> [Directions for this task] Rewrite the entries starting at the line containing "Target: gray shingle roof" and ending at the last line of the entries, changing "mulch bed" to "flower bed" and keeping everything else the same. Return only those lines.

> [Dataset entries]
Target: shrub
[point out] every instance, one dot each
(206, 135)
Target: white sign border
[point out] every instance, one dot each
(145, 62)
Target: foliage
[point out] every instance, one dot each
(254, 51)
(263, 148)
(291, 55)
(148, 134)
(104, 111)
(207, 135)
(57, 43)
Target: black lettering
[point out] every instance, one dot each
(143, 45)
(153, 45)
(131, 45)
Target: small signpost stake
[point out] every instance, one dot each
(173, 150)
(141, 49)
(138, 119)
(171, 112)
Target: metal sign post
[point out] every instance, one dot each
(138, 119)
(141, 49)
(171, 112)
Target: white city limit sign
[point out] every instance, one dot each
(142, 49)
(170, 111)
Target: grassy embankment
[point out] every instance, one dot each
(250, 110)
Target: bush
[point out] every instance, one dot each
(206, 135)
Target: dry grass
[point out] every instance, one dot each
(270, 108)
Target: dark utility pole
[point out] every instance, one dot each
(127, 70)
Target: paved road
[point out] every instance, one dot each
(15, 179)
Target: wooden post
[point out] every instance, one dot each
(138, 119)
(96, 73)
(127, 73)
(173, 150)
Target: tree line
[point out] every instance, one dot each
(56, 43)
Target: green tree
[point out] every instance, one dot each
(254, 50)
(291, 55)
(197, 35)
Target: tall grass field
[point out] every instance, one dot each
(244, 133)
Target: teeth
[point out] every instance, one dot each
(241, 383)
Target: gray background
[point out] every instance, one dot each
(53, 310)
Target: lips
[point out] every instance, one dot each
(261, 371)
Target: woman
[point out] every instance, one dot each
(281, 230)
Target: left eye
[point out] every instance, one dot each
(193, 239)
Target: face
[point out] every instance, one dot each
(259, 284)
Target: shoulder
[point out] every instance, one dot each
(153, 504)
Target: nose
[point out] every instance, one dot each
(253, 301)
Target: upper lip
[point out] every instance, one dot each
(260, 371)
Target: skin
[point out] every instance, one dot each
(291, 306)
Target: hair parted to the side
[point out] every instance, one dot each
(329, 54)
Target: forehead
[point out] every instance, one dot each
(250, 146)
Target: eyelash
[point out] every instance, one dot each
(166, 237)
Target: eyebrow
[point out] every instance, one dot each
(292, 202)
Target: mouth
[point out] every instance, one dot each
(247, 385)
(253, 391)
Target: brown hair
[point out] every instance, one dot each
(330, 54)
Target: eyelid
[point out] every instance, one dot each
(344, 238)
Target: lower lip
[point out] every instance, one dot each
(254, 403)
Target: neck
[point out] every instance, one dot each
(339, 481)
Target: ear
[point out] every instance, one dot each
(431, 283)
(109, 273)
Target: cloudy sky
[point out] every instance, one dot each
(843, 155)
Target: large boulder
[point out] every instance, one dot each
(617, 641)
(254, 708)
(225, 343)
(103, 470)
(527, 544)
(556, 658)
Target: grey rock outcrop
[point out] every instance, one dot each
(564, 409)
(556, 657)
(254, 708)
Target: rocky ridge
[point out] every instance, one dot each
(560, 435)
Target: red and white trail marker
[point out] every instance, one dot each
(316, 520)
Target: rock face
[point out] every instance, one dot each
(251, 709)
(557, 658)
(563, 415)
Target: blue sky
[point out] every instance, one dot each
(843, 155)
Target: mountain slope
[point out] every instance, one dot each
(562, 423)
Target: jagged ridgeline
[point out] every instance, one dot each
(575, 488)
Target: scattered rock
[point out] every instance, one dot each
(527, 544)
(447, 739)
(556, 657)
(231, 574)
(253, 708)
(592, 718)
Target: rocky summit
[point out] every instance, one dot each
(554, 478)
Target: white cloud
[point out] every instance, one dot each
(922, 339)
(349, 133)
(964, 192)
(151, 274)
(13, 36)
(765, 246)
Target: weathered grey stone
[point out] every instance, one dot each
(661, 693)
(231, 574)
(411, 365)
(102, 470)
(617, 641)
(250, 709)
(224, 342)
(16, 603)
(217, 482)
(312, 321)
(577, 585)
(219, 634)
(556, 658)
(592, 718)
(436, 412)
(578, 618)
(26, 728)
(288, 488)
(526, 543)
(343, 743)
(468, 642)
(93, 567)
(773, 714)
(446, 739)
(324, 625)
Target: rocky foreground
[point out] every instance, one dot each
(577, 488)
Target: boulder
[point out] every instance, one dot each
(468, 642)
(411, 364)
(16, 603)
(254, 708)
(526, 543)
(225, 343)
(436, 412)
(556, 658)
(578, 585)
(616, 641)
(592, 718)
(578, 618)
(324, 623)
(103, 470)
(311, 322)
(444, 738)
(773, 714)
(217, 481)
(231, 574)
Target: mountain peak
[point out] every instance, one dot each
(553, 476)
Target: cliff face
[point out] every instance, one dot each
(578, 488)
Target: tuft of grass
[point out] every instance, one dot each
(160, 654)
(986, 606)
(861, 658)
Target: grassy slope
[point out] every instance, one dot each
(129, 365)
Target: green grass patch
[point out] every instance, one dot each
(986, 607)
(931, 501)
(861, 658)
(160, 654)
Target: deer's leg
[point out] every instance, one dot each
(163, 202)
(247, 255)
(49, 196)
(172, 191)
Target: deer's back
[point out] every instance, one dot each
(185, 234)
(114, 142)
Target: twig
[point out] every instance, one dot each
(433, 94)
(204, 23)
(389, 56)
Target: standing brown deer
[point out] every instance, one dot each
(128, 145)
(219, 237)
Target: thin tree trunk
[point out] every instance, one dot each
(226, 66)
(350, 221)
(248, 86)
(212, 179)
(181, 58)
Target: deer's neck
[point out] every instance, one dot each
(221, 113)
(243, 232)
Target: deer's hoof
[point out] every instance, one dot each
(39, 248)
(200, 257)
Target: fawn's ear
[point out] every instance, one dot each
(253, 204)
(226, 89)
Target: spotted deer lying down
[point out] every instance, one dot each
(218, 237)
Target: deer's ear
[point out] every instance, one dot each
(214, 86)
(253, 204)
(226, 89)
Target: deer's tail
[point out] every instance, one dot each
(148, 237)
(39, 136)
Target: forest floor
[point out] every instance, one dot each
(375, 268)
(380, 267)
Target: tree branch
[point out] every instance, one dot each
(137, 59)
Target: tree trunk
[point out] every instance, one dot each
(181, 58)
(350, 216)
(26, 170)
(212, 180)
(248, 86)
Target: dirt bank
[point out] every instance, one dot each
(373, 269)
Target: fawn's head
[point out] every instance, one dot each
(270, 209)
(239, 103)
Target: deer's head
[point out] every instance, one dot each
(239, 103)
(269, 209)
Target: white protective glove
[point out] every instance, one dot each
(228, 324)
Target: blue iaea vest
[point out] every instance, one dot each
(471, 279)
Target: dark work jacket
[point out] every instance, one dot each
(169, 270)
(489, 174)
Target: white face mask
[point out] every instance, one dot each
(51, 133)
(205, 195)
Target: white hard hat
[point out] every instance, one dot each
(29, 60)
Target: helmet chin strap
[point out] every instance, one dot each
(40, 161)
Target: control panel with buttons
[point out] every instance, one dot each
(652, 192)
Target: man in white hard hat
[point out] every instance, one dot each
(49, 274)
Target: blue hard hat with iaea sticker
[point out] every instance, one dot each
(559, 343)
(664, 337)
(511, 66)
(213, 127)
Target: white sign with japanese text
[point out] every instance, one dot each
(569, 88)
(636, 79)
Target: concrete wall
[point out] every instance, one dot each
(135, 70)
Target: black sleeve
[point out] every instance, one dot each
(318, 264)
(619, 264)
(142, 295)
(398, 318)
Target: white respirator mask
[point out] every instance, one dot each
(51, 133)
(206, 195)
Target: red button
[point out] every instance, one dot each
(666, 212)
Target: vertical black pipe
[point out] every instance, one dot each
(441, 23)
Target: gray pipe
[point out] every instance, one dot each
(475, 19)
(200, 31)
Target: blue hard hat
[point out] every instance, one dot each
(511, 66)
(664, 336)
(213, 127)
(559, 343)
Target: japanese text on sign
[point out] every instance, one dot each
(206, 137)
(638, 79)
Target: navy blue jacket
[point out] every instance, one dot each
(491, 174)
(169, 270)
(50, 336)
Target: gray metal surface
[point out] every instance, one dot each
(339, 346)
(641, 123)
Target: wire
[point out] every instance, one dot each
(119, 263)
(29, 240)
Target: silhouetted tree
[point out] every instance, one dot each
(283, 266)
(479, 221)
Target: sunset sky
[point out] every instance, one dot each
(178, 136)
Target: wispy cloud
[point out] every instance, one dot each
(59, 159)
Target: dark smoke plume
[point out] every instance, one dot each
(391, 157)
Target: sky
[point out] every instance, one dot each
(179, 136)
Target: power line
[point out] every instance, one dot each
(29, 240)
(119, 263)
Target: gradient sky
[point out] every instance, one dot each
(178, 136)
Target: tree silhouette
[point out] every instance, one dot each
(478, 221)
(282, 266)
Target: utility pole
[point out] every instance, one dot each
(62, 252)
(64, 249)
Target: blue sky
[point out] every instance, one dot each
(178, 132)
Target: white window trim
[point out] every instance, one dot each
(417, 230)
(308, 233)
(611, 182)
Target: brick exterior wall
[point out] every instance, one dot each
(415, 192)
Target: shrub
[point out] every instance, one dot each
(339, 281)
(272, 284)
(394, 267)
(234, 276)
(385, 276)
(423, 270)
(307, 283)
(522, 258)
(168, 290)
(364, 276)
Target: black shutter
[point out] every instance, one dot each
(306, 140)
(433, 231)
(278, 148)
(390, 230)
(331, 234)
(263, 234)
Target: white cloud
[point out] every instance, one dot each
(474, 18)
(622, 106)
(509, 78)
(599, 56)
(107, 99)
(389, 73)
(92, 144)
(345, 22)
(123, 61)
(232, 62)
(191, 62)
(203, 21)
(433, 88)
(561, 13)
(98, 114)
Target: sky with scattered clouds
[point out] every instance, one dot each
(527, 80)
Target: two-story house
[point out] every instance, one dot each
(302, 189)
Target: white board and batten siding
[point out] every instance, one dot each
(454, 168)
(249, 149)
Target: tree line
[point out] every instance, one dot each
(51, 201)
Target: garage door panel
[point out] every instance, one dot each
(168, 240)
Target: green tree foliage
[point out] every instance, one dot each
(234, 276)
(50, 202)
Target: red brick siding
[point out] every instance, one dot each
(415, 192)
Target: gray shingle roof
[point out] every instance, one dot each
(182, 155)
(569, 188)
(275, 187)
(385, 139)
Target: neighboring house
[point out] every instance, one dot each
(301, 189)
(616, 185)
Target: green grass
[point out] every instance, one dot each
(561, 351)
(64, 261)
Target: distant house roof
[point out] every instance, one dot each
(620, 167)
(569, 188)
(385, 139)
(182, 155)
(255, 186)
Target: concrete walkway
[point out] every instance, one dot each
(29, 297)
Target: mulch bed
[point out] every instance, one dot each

> [Task answer]
Target: gray shingle roof
[point out] every instance, one dot each
(182, 155)
(569, 188)
(275, 187)
(385, 139)
Target: neighboring house
[point out] every instance, one dot each
(301, 189)
(616, 185)
Target: green grass
[point out] every instance, one dot each
(561, 351)
(64, 261)
Target: distant house roof
[point out] every instance, one dot each
(620, 167)
(569, 188)
(385, 139)
(182, 155)
(255, 186)
Target: concrete walkway
[point out] every instance, one dot each
(29, 297)
Target: flower bed
[point out] every instance, one dot each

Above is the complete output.